▸ Task instructions
Copy out every line of the listing below, leaving each one unchanged.

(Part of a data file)
○ ○ ○ ○ ○

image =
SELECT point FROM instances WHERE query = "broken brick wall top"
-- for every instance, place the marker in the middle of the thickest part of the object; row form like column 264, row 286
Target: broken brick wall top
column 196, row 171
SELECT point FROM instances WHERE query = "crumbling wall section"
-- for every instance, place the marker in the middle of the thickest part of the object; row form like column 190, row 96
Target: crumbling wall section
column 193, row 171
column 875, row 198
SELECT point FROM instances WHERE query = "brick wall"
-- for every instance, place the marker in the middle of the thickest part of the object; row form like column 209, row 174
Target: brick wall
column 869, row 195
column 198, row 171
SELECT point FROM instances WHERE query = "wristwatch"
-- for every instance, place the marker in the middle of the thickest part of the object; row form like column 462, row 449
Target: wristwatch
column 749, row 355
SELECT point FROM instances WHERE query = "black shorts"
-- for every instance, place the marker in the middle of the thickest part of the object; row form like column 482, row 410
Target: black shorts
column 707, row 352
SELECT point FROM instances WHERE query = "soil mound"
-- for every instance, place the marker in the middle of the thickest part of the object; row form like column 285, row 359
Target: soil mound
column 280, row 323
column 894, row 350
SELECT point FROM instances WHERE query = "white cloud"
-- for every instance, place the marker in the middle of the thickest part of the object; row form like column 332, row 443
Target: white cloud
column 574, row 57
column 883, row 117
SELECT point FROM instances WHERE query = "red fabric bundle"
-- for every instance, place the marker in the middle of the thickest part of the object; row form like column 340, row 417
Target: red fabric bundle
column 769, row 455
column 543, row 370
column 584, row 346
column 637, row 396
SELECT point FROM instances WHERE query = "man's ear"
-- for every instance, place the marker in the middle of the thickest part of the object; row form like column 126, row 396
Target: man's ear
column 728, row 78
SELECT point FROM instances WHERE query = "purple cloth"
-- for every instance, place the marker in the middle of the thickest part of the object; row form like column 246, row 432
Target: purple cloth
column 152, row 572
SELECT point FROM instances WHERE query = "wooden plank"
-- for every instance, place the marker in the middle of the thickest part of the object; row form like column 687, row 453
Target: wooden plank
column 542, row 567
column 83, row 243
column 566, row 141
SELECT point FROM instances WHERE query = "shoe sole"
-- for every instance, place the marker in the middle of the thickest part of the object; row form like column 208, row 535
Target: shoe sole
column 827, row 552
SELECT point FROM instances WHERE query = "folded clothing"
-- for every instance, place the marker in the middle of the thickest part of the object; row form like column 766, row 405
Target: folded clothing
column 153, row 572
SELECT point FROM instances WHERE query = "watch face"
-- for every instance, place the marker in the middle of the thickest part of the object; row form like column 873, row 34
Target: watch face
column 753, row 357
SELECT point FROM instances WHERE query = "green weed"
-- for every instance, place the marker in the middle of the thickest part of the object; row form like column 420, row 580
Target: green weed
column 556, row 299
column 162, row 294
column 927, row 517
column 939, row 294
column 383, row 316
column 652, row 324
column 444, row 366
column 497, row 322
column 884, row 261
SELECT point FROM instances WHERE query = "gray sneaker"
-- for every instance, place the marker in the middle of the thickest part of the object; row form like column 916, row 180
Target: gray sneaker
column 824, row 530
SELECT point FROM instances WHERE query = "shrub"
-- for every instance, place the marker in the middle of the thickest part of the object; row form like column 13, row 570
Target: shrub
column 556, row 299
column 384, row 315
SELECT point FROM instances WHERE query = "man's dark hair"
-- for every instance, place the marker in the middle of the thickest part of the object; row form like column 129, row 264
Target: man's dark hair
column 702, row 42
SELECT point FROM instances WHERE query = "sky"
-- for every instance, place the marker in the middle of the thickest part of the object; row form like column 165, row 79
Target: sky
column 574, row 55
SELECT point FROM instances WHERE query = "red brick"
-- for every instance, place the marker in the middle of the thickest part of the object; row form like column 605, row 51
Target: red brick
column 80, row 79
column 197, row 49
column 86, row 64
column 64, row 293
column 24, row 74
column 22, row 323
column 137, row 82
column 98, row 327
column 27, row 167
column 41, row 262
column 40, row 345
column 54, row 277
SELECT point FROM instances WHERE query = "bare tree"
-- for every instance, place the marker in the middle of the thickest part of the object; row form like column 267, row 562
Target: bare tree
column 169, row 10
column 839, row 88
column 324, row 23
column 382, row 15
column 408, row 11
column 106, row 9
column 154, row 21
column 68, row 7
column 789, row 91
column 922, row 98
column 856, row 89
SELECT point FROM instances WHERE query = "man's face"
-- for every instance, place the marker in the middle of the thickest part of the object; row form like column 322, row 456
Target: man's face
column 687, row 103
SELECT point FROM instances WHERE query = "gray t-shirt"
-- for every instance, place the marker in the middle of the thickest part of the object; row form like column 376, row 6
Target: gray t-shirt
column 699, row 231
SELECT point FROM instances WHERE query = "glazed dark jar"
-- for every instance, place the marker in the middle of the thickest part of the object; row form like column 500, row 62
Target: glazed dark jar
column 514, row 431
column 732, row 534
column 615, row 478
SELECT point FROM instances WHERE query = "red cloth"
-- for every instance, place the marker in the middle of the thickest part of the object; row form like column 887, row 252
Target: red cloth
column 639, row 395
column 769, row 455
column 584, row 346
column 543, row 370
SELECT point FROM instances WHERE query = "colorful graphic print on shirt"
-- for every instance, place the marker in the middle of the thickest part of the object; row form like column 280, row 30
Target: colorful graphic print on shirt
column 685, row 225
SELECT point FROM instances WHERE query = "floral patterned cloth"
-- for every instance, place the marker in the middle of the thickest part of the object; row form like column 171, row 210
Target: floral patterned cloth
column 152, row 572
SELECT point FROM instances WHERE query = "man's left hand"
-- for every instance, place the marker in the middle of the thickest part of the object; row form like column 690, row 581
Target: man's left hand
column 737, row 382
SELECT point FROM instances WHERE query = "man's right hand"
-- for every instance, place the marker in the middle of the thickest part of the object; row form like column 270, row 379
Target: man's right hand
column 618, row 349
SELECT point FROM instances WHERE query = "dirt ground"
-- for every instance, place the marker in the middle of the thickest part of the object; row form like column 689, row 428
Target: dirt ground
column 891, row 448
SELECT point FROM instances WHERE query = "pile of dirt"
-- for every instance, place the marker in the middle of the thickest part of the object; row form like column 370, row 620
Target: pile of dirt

○ ○ ○ ○ ○

▸ Output for this exercise
image =
SELECT point FROM instances WHERE query = "broken brick wall top"
-- for every instance, place the marker in the middle of the thickest part of the object; row form like column 264, row 286
Target: broken brick wall top
column 196, row 171
SELECT point FROM instances WHERE query = "crumbling wall section"
-- for every instance, place the marker in the middle of the thickest part of the object; row form like column 190, row 96
Target: crumbling wall section
column 193, row 171
column 875, row 198
SELECT point FROM instances WHERE query = "brick wall"
-- for every instance, place the marker in the middle of the thickest part of the object; row form like column 209, row 174
Target: brick wall
column 869, row 195
column 198, row 171
SELECT point FROM instances WHERE query = "wristwatch"
-- for every instance, place the marker in the middle of the thickest part of the object; row form like column 462, row 449
Target: wristwatch
column 749, row 355
SELECT point FROM instances WHERE query = "black shorts"
-- for every instance, place the marker in the middle of the thickest part of the object; row form like column 482, row 410
Target: black shorts
column 707, row 352
SELECT point FROM instances WHERE query = "soil mound"
-- for every instance, place the marker in the middle of the thickest part of the object; row form like column 285, row 359
Target: soil mound
column 280, row 323
column 894, row 350
SELECT point FROM instances WHERE query = "white cloud"
-- for every instance, place the marker in the middle of the thickest part of the object; row form like column 332, row 443
Target: white cloud
column 574, row 57
column 883, row 117
SELECT point FROM instances WHERE query = "red fabric bundle"
-- for every instance, place the marker in the middle of the thickest part of the object; row form like column 340, row 417
Target: red fabric bundle
column 769, row 455
column 543, row 370
column 584, row 346
column 637, row 396
SELECT point FROM instances WHERE query = "man's ear"
-- for every instance, place the marker in the middle of the thickest part of the object; row form like column 126, row 396
Target: man's ear
column 728, row 78
SELECT point FROM instances WHERE query = "purple cloth"
-- for every instance, place the marker in the middle of the thickest part of the object; row form like column 246, row 432
Target: purple cloth
column 152, row 572
SELECT point FROM instances WHERE query = "wooden plank"
-- for every instance, place the marker in the middle of the thickest part of the object; row form like column 687, row 453
Target: wooden plank
column 542, row 567
column 83, row 243
column 566, row 141
SELECT point FROM instances WHERE query = "shoe sole"
-- for every instance, place the marker in the middle of the thickest part of the object; row form like column 208, row 535
Target: shoe sole
column 827, row 552
SELECT point FROM instances WHERE query = "folded clothing"
-- for every instance, place the marker in the middle of the thickest part of the object; row form like column 766, row 405
Target: folded clothing
column 153, row 572
SELECT point FROM instances WHERE query = "watch face"
-- for every instance, place the marker in the middle of the thickest part of the object; row form like column 873, row 34
Target: watch face
column 753, row 357
SELECT point FROM instances WHERE query = "green weed"
-- for every instance, place the marker in the middle of the thickest part of the object; row form like column 420, row 580
Target: green weed
column 556, row 299
column 162, row 294
column 927, row 517
column 939, row 294
column 383, row 316
column 652, row 324
column 444, row 366
column 497, row 322
column 884, row 261
SELECT point FROM instances WHERE query = "gray sneaker"
-- for every instance, place the marker in the middle of the thickest part of the object; row form like column 916, row 180
Target: gray sneaker
column 824, row 530
SELECT point FROM instances WHERE query = "shrub"
-- for every instance, place the marker in the middle of the thickest part of the object; row form like column 13, row 570
Target: shrub
column 556, row 299
column 384, row 315
SELECT point FROM instances WHERE query = "man's dark hair"
-- for every instance, place the marker in the middle of the thickest part of the object; row form like column 129, row 264
Target: man's dark hair
column 702, row 42
SELECT point FROM instances WHERE query = "sky"
-- for every instance, place the marker in the middle of the thickest part of the object; row form like column 165, row 79
Target: sky
column 574, row 55
SELECT point FROM instances WHERE query = "red brick"
-- for every instance, place the marker in the middle of the thickest part of the object; row form like column 605, row 51
Target: red brick
column 80, row 79
column 197, row 49
column 86, row 64
column 64, row 293
column 24, row 74
column 22, row 323
column 137, row 82
column 98, row 327
column 27, row 167
column 41, row 262
column 40, row 345
column 54, row 277
SELECT point FROM instances WHERE query = "bare tree"
-- for every instance, place the marker in the middle of the thickest part of the object; row form like column 267, row 562
Target: bare tree
column 169, row 10
column 839, row 88
column 324, row 23
column 382, row 15
column 408, row 11
column 106, row 9
column 154, row 21
column 68, row 7
column 789, row 91
column 922, row 98
column 856, row 89
SELECT point FROM instances WHERE query = "man's face"
-- for every instance, place the marker in the middle of the thickest part of the object; row form like column 322, row 456
Target: man's face
column 687, row 103
SELECT point FROM instances WHERE query = "gray t-shirt"
-- for every instance, place the marker in the middle of the thickest part of the object; row form like column 376, row 6
Target: gray t-shirt
column 699, row 231
SELECT point FROM instances WHERE query = "glazed dark jar"
-- for every instance, place the marker in the middle of the thickest part of the object; row form like column 500, row 62
Target: glazed dark jar
column 514, row 431
column 732, row 534
column 615, row 478
SELECT point FROM instances WHERE query = "red cloth"
-- for every instance, place the marker in the middle of the thickest part of the object; row form like column 887, row 252
Target: red cloth
column 639, row 395
column 769, row 455
column 584, row 346
column 543, row 370
SELECT point FROM instances WHERE query = "colorful graphic print on shirt"
-- for every instance, place the marker in the middle of the thickest part of the object; row form like column 280, row 30
Target: colorful graphic print on shirt
column 685, row 225
SELECT point FROM instances WHERE query = "floral patterned cloth"
-- for every instance, place the marker in the middle of the thickest part of the object; row form like column 171, row 210
Target: floral patterned cloth
column 152, row 572
SELECT point FROM instances WHERE query = "man's left hand"
-- for every instance, place the marker in the middle of the thickest part of the object; row form like column 690, row 581
Target: man's left hand
column 737, row 382
SELECT point FROM instances WHERE query = "man's right hand"
-- for every instance, place the marker in the middle of the thickest part of the object; row form like column 270, row 379
Target: man's right hand
column 618, row 349
SELECT point FROM instances WHERE query = "dirt ground"
-- for every instance, place the marker in the middle of the thickest part of the object; row form like column 689, row 428
Target: dirt ground
column 891, row 448
SELECT point FROM instances WHERE query = "pile of dirt"
-- for every instance, place the marker in the middle of the thickest part of the object; row form like column 370, row 620
Target: pile of dirt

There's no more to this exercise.